[BEGIN Records supplied]
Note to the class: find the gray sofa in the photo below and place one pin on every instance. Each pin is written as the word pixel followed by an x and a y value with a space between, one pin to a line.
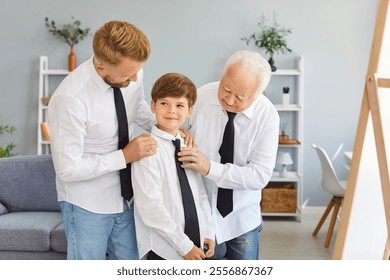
pixel 30 219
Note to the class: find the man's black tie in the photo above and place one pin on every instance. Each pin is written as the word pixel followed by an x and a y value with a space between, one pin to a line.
pixel 123 139
pixel 191 226
pixel 226 151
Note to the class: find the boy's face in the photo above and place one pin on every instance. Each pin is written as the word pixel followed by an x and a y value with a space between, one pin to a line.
pixel 171 112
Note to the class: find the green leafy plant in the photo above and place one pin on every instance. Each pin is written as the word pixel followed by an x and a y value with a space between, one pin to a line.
pixel 271 37
pixel 70 33
pixel 7 150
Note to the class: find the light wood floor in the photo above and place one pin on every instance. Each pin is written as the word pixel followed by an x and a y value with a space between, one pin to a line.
pixel 287 239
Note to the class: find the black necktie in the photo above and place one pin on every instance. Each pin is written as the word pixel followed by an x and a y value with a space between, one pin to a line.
pixel 226 151
pixel 191 226
pixel 123 139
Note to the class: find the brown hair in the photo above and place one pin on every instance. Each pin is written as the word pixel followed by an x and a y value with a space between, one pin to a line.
pixel 117 39
pixel 174 85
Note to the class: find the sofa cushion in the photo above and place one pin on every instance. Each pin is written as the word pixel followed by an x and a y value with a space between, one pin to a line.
pixel 58 239
pixel 3 210
pixel 28 183
pixel 27 231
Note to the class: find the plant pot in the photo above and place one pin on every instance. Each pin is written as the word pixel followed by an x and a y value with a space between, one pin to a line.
pixel 72 61
pixel 272 64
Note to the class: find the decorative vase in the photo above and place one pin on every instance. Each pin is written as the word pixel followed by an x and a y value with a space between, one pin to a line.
pixel 272 64
pixel 286 99
pixel 72 61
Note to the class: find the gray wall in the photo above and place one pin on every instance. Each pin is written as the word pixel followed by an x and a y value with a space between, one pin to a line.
pixel 195 38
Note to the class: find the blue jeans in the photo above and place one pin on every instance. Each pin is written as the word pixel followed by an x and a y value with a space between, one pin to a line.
pixel 243 247
pixel 91 236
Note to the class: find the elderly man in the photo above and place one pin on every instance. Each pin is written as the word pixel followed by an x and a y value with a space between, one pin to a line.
pixel 236 128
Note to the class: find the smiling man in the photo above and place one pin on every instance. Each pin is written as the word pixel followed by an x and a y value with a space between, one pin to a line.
pixel 236 128
pixel 91 115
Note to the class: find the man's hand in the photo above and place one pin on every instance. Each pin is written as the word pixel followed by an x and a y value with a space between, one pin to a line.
pixel 193 158
pixel 189 141
pixel 195 254
pixel 140 147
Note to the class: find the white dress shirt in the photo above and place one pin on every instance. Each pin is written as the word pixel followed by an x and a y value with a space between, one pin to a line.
pixel 158 207
pixel 255 147
pixel 84 138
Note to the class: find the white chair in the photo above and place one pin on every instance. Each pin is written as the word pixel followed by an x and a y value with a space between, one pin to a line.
pixel 331 184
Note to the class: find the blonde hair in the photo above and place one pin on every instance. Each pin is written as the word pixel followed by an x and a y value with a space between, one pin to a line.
pixel 117 39
pixel 174 85
pixel 254 63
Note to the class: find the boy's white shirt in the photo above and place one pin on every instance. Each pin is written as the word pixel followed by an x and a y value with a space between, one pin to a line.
pixel 158 208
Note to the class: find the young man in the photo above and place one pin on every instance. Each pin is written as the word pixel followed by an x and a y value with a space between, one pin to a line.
pixel 84 118
pixel 237 128
pixel 167 227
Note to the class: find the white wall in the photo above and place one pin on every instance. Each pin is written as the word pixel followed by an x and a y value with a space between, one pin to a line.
pixel 195 38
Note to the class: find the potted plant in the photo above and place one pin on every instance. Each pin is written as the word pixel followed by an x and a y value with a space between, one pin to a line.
pixel 7 150
pixel 271 38
pixel 71 34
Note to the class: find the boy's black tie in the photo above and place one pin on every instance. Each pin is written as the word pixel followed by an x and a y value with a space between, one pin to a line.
pixel 123 139
pixel 226 151
pixel 191 226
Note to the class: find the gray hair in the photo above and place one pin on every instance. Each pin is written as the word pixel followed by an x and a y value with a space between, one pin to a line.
[END Records supplied]
Transcribe the material as is, with images omitted.

Note to the class: find the gray sofa in the photo below and place one pin on every instance. Each pin is written as the word pixel followed by an x and a y value with a space between, one pin to a line.
pixel 30 219
Note to the class: find the man's black tie in the photo above and place one pin on every instance. Each pin is written as the word pixel followed by an x and a y value with a space between, one pin to a line.
pixel 123 139
pixel 191 226
pixel 226 151
Note to the class: find the boy's face in the photo above and place one pin on every instance. Each pin is written as the word pixel followed by an x and a y value with a space between, one pin to a line.
pixel 171 112
Note to the class: find the green leafy plant in the photo above and place one pin on every instance. Each pin is written as the word pixel followed by an x and a y value with a space between, one pin to a line.
pixel 271 37
pixel 70 33
pixel 7 150
Note to the class: find the light wood floor in the photo above and place one pin on every instance. Each pin is written as the word pixel followed by an x and a y value with a space between, one pin to a line.
pixel 287 239
Note to the class: find the black necktie in the photo above and place one pin on every instance. Each pin is written as the word pixel followed by an x and a y value with a space between, one pin to a line.
pixel 226 151
pixel 191 226
pixel 123 139
Note to the class: find the brown hair in the photo above and place one pin on every instance. Each pin is written as the word pixel followed by an x and a y value with a space between, one pin to a line.
pixel 117 39
pixel 174 85
Note to the class: find the sofa cushion in the photo above and place one pin on every instance. Each pin is written as the word pixel followed by an x and a y value with a space between, one pin to a line.
pixel 58 239
pixel 3 210
pixel 28 183
pixel 27 231
Note to the class: find the plant pot in the photo above and place one pin on every instance. Each pin is written as the word pixel followed by an x and a y value with a space between, one pin to a line.
pixel 72 61
pixel 272 64
Note to the class: find the decorative vase in the photo above and place one pin on every instance. Each pin is written as the word pixel followed by an x and a y value with a space between, one pin to a line.
pixel 272 64
pixel 286 99
pixel 72 61
Note to the class: find the gray wall in the photo above and place one pin on every instance. Each pin is written as the word pixel followed by an x and a y value with a space between, one pin to a line.
pixel 195 38
Note to the class: find the blue jeans in the photo above and place one pin on every instance. Each pin is written as the word pixel followed by an x and a y value with a space between, one pin to a line.
pixel 243 247
pixel 91 236
Note to the class: find the elderly man in the photo above and place one pin on every instance. Each pin is written as the word pixel followed by an x and a y value with a space between, one pin to a line.
pixel 236 128
Note to the class: find the smiling man in the photo above and place one pin on every instance. Each pin is written as the word pixel followed by an x and a y value with a space between, one pin to a line.
pixel 236 128
pixel 91 115
Note to the class: find the man's hand in the photo above and place one pin on every instance. Each pin is written as the word pixel followed by an x and a y value with a space between, one pin to a line.
pixel 193 158
pixel 189 141
pixel 195 254
pixel 140 147
Note to the class: find the white dress shirt in the photo above and place one pin on every instance. Each pin is written as the word pixel followed by an x and a y value with a space between, one pin to a line.
pixel 158 207
pixel 255 147
pixel 84 138
Note to the class: find the white chair in the photo above and place one pin on every instance. Each pin is written as the word pixel followed by an x and a y value with a space between, one pin to a line.
pixel 331 184
Note to the class: find the blonde hair in the photo above and place one pin on every instance. Each pin is written as the word pixel followed by an x and a y value with a space between, one pin to a line.
pixel 117 39
pixel 174 85
pixel 254 63
Note to the class: find the boy's white shirt in the photo above and place one pin on every instance. Each pin is written as the word pixel followed by an x and a y value with a space between, one pin to a line.
pixel 158 208
Note to the class: find the young man in the photo above and place one pin on every instance. Each pin is written as the word pixel followed by an x and a y value with a space between, one pin to a line.
pixel 84 118
pixel 237 128
pixel 167 227
Note to the class: find the white wall in the photo above and place one pin on every instance. Each pin is written as the word pixel followed by an x and a y value with a space between, one pin to a line.
pixel 195 38
Note to the class: find the potted plant in the photo above and place one pin on every instance. Each pin is written as the word pixel followed by an x and a y value with a space between, one pin to a line.
pixel 7 150
pixel 271 38
pixel 71 34
Note to the class: find the boy's black tie in the photo above and place one pin on every instance. Each pin is written as the word pixel followed by an x and a y value with a space between, one pin to a line.
pixel 123 139
pixel 226 151
pixel 191 226
Note to the class: find the gray hair in the photo above and place one pin on every instance. Each pin is written as the word pixel followed by an x and a y value with a space between, one pin to a line.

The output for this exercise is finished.